(Point annotation items)

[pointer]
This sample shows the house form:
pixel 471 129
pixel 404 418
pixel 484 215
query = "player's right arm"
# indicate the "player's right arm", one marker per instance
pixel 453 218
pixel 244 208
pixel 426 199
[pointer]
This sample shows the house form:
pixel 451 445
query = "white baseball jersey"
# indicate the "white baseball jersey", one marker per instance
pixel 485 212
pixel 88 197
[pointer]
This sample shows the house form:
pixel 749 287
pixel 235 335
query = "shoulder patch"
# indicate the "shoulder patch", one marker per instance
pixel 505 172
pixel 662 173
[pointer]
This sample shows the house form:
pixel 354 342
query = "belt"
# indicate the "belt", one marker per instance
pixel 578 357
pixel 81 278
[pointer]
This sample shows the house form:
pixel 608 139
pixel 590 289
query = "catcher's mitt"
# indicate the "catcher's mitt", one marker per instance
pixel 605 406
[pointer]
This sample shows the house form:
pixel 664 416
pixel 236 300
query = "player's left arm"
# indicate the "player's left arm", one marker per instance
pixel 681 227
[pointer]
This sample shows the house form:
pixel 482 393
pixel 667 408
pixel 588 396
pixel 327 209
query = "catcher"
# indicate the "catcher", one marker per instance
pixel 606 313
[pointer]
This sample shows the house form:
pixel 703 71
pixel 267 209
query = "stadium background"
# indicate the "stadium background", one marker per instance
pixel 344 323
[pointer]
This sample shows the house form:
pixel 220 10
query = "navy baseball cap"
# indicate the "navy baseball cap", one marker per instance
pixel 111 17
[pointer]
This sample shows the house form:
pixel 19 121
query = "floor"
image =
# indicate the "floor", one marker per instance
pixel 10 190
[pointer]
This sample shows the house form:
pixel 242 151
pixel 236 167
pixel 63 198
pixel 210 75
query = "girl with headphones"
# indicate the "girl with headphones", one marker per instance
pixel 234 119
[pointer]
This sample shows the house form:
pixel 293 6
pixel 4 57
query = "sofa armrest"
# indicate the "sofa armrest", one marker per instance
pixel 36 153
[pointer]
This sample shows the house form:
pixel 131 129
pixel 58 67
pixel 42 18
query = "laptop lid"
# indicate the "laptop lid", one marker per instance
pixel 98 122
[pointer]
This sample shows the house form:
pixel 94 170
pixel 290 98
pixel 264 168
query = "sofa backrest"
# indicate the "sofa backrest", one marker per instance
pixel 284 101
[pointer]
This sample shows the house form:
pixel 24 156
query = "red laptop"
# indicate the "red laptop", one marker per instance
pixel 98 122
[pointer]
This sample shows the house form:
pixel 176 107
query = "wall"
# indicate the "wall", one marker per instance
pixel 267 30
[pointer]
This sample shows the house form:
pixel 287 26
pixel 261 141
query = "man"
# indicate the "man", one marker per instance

- **REQUIRED WORK**:
Can you format the items, from the start through the line containing "pixel 36 153", as a numbered list, skipping any blank lines?

- **REPLY**:
1. [pointer]
2. This sample shows the house form:
3. pixel 471 129
4. pixel 404 418
5. pixel 484 215
6. query = "player's right arm"
7. # indicate the "player's right arm", one marker per instance
8. pixel 453 218
9. pixel 244 208
10. pixel 426 199
11. [pointer]
12. This sample shows the house form:
13. pixel 451 445
14. query = "white baseball jersey"
15. # indicate the "white baseball jersey", one marker per instance
16. pixel 485 212
17. pixel 88 197
18. [pointer]
19. This sample shows the house form:
20. pixel 749 287
21. pixel 235 335
22. query = "shoulder patch"
23. # indicate the "shoulder patch", one marker per instance
24. pixel 505 172
25. pixel 662 173
26. [pointer]
27. This sample shows the house form:
28. pixel 354 342
29. query = "belt"
30. # indicate the "belt", one marker per instance
31. pixel 578 357
32. pixel 81 278
33. [pointer]
34. This sample shows the house form:
35. pixel 608 139
36. pixel 590 289
37. query = "catcher's mitt"
38. # indicate the "catcher's mitt", one marker per instance
39. pixel 605 406
40. [pointer]
41. This sample shows the house form:
42. pixel 664 416
43. pixel 236 300
44. query = "player's left arm"
45. # indicate the "player's left arm", one marker per instance
46. pixel 681 227
47. [pointer]
48. This sample shows the house form:
49. pixel 482 393
50. pixel 667 408
51. pixel 588 396
52. pixel 327 209
53. query = "catcher"
54. # indicate the "catcher", one marker per instance
55. pixel 606 313
56. [pointer]
57. This sample shows the house form:
58. pixel 703 71
59. pixel 267 209
60. query = "stadium background"
61. # indicate the "stadium background", one marker per instance
62. pixel 344 323
63. [pointer]
64. This sample shows the house form:
65. pixel 220 10
66. query = "navy baseball cap"
67. # indicate the "navy baseball cap", one marker per instance
68. pixel 111 17
69. [pointer]
70. This sample shows the house form:
71. pixel 19 121
72. query = "floor"
73. image =
74. # indicate the "floor", one marker per instance
75. pixel 10 190
76. [pointer]
77. This sample shows the house form:
78. pixel 242 151
79. pixel 236 167
80. pixel 63 198
81. pixel 210 75
82. query = "girl with headphones"
83. # indicate the "girl with headphones", one marker per instance
84. pixel 234 119
85. [pointer]
86. This sample shows the house form:
87. pixel 293 6
88. pixel 4 57
89. query = "sofa armrest"
90. # indicate the "sofa armrest", one marker per instance
91. pixel 36 153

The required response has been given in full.